Directions »
Which lines in the items below contain the string "green"? Extract each of them, matching case exactly.

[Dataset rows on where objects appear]
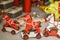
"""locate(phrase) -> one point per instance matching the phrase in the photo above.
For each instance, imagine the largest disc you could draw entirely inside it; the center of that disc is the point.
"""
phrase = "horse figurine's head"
(6, 17)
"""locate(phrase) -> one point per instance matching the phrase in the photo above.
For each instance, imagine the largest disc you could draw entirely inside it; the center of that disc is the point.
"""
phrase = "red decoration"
(27, 6)
(16, 3)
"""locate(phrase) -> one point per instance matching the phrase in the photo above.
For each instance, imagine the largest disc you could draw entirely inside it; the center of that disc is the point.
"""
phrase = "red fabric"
(27, 6)
(16, 3)
(59, 8)
(0, 11)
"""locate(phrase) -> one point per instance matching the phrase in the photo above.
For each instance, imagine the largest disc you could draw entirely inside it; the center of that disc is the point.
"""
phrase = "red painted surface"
(59, 8)
(30, 24)
(44, 1)
(9, 22)
(16, 3)
(0, 11)
(27, 6)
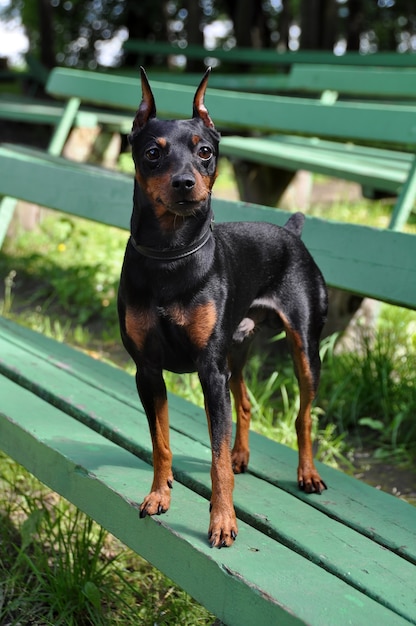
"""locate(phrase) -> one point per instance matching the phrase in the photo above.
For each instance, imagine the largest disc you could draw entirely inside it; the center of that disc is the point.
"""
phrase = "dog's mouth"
(185, 207)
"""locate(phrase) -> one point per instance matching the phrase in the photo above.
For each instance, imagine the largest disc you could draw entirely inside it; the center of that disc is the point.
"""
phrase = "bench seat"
(353, 545)
(348, 254)
(378, 168)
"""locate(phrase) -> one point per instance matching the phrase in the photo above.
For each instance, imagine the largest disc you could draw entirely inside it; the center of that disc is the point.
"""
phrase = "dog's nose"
(183, 182)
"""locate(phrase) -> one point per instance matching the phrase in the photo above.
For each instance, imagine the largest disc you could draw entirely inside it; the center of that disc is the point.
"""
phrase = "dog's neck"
(189, 236)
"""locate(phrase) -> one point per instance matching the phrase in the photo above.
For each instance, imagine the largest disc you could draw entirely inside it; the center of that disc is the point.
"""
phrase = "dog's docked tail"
(295, 224)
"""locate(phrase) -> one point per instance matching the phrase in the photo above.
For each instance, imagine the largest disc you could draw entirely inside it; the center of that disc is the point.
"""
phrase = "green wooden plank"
(348, 120)
(79, 189)
(272, 57)
(325, 161)
(406, 200)
(384, 518)
(348, 254)
(382, 82)
(258, 577)
(262, 83)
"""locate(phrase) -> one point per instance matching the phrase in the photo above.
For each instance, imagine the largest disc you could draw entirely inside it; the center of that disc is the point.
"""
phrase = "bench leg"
(7, 207)
(405, 201)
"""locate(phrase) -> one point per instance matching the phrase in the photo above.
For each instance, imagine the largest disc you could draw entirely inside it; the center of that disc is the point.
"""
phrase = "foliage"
(58, 567)
(74, 32)
(372, 388)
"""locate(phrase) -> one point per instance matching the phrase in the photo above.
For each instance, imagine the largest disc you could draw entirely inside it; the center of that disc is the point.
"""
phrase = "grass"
(59, 567)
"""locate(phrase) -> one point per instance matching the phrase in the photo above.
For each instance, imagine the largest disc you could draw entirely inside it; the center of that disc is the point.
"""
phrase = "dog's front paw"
(310, 481)
(222, 529)
(239, 460)
(156, 503)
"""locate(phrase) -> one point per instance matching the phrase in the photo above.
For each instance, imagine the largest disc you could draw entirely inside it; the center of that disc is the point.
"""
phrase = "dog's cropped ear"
(147, 108)
(199, 109)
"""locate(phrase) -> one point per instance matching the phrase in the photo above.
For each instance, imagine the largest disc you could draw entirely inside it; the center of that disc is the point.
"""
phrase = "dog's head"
(175, 160)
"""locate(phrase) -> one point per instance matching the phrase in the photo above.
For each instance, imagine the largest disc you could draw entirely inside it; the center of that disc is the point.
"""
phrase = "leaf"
(371, 423)
(92, 593)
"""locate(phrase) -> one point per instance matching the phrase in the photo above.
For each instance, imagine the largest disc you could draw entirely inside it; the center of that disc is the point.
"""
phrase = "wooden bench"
(267, 57)
(378, 83)
(336, 139)
(345, 557)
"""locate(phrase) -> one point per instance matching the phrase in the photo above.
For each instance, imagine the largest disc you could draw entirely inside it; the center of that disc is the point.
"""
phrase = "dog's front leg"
(152, 392)
(223, 524)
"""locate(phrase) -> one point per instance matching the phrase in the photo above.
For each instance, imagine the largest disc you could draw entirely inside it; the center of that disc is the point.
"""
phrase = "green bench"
(379, 83)
(335, 139)
(348, 556)
(267, 57)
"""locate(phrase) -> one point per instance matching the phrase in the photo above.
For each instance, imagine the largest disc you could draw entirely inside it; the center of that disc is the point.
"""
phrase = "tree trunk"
(46, 30)
(318, 24)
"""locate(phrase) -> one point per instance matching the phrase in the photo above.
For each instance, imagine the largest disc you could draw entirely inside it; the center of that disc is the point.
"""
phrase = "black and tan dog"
(191, 296)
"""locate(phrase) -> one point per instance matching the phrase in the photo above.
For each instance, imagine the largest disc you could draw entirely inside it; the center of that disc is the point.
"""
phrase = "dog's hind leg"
(241, 452)
(223, 523)
(305, 352)
(152, 392)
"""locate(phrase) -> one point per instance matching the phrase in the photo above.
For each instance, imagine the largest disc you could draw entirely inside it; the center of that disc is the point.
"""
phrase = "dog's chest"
(198, 321)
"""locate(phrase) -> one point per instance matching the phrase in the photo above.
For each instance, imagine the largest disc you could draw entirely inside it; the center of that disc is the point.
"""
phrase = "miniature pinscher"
(192, 294)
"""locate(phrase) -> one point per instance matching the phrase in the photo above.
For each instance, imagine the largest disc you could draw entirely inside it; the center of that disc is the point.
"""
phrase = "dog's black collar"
(173, 254)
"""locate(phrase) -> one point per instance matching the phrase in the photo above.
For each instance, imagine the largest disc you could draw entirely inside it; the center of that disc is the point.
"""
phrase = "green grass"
(57, 567)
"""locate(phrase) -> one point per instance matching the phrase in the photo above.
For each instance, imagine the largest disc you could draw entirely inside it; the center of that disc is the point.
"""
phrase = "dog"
(192, 294)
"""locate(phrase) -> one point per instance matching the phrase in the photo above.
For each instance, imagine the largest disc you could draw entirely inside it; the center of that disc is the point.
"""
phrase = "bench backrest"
(273, 58)
(397, 83)
(368, 261)
(388, 123)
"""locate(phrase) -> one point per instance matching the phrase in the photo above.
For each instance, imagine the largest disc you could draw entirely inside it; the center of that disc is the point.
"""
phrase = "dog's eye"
(205, 153)
(152, 154)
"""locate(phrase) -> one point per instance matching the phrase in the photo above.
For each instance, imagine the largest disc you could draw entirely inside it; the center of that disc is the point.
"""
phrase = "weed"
(374, 386)
(57, 567)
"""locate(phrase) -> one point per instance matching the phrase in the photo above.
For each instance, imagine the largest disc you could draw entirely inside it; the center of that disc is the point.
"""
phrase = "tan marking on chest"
(198, 321)
(138, 324)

Result of the exercise »
phrase = "green wooden plank"
phrase = "green bench"
phrase = "green grass"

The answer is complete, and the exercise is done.